Saved entries:
>>>
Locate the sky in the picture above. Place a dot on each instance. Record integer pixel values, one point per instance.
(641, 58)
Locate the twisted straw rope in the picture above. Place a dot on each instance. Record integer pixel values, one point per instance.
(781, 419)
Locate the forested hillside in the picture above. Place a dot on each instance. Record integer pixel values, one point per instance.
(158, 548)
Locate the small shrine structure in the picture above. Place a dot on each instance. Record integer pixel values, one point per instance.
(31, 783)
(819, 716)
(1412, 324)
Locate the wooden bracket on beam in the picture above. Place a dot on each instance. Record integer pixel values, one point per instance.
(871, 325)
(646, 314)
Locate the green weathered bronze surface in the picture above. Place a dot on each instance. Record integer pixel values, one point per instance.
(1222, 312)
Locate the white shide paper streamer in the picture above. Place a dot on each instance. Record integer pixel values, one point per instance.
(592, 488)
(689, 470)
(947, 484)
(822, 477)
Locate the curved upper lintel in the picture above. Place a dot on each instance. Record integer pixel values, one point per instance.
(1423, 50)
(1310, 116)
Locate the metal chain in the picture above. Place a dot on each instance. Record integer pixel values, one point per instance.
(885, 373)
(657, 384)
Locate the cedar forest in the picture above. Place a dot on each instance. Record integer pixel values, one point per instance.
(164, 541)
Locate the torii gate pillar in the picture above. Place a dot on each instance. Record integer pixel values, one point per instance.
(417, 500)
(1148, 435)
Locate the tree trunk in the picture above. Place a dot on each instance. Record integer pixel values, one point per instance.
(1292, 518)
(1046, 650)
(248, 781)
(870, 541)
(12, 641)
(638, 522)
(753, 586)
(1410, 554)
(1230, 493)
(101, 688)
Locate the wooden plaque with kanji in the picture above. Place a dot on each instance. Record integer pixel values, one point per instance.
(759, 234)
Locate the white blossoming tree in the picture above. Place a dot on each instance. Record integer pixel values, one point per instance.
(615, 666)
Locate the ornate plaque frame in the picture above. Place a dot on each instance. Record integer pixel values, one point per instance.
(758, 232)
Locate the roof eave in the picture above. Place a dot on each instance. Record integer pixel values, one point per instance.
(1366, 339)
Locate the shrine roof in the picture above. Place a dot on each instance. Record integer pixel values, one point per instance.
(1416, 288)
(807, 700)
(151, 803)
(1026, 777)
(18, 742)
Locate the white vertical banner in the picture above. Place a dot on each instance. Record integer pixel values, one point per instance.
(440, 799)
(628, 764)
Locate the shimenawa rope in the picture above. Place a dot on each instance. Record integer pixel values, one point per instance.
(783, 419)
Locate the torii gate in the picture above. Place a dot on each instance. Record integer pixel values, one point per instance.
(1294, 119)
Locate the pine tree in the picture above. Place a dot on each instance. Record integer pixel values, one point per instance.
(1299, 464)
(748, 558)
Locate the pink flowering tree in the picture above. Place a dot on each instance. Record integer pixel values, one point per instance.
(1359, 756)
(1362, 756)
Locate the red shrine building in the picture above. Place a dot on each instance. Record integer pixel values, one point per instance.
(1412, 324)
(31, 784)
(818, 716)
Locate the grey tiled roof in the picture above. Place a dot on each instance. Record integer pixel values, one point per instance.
<<<
All entries above must be reproduced without a single change.

### Task output
Locate the sky in the picture above. Place a dot on each instance. Record integer pixel values, one point per instance.
(641, 58)
Locate the twisted straw rope in the picture above. Place a dot on each instance. Record integer pixel values, one point per instance.
(781, 419)
Locate the forested hillside in the picture above. Place a dot on each instance. Record integer pixel values, one point per instance.
(158, 548)
Locate the small shrine structure in the picture above. Place a dot on each instance. Record integer pixel values, one point per instance.
(31, 783)
(819, 716)
(1412, 324)
Locate the wooden bracket on beam in the picture above. Place a dot on each instance. Record integer pixel values, one point per instance.
(871, 325)
(646, 314)
Locate the green weathered bronze surface in the picture above. Place a dot on each instance. Record integer pixel values, one point per instance.
(1222, 312)
Locate the white shide paper streamer in the picture above. Place a dot on each instance. Record integer pixel values, one point per instance.
(592, 488)
(689, 470)
(947, 484)
(822, 477)
Locate the curved upper lintel in the picture above. Place a dot on each instance. Record integer pixel values, one point per instance.
(1423, 50)
(1310, 116)
Locate the metal chain in the picture above. Place a dot on each instance. Record integer pixel values, one point per instance.
(885, 373)
(657, 384)
Locate the cedar forest in the picture above. Place a dot on each instance. Record integer pixel values, one point per instance.
(164, 541)
Locate the torii gate pillar in the picture above. Place a dot on each instance. Record integer pixel values, one point per instance.
(417, 500)
(1148, 435)
Locate the tree trunk in the picture above. Place a dot on each instance. Record integer pixel values, one point per instance.
(1292, 518)
(1046, 650)
(248, 781)
(870, 541)
(12, 641)
(638, 522)
(753, 586)
(1410, 554)
(1230, 493)
(101, 688)
Locate the wooden plaque with kanji in the picture above. Place a dot on each instance. Record integer pixel values, one point per instance.
(759, 234)
Locate the white blossoming tree in the picture above. Place a dot on each instance. Record integer pixel values, one point per instance.
(615, 666)
Locate the ornate plaque frame in the picture above. Place a dot on each instance. Record integer pixel values, one point per instance.
(758, 232)
Locate the roof eave in the picture above. Place a dot on each instance. Record integer pixel values, one point per instance.
(1366, 339)
Locate the shrine roof in the picture above. Place a dot on each instance. Record integer pixel values, one point per instance.
(1416, 288)
(807, 700)
(151, 803)
(1026, 777)
(18, 742)
Locate the white vertical banner in the picture above. Place a dot on each instance. Record integer pixel values, one point per instance.
(440, 799)
(628, 764)
Locate the shimenawa rope in the picture above. Place a dot on each instance. Record integer pixel values, one point per instance.
(783, 419)
Locate the torii gate in the picture above. Place a dot on each instance. Record integer pixel values, one point per instance.
(1294, 119)
Locate the pine tree in the picture above. Place a dot on each instance. Record integer pixel values, one point per instance.
(1299, 464)
(748, 558)
Locate the pink flowering tree in the picture above. Place a dot on each instance. Record integer pixel values, one point per instance.
(1359, 756)
(1362, 756)
Locate the red shrine building in the picture above. Place a dot on each instance. Record integer pixel values, one point per instance.
(1412, 324)
(31, 784)
(818, 716)
Locate the grey tiled roof in the picture above. Place a dot on each instance. Record integer pixel values, one point per instance.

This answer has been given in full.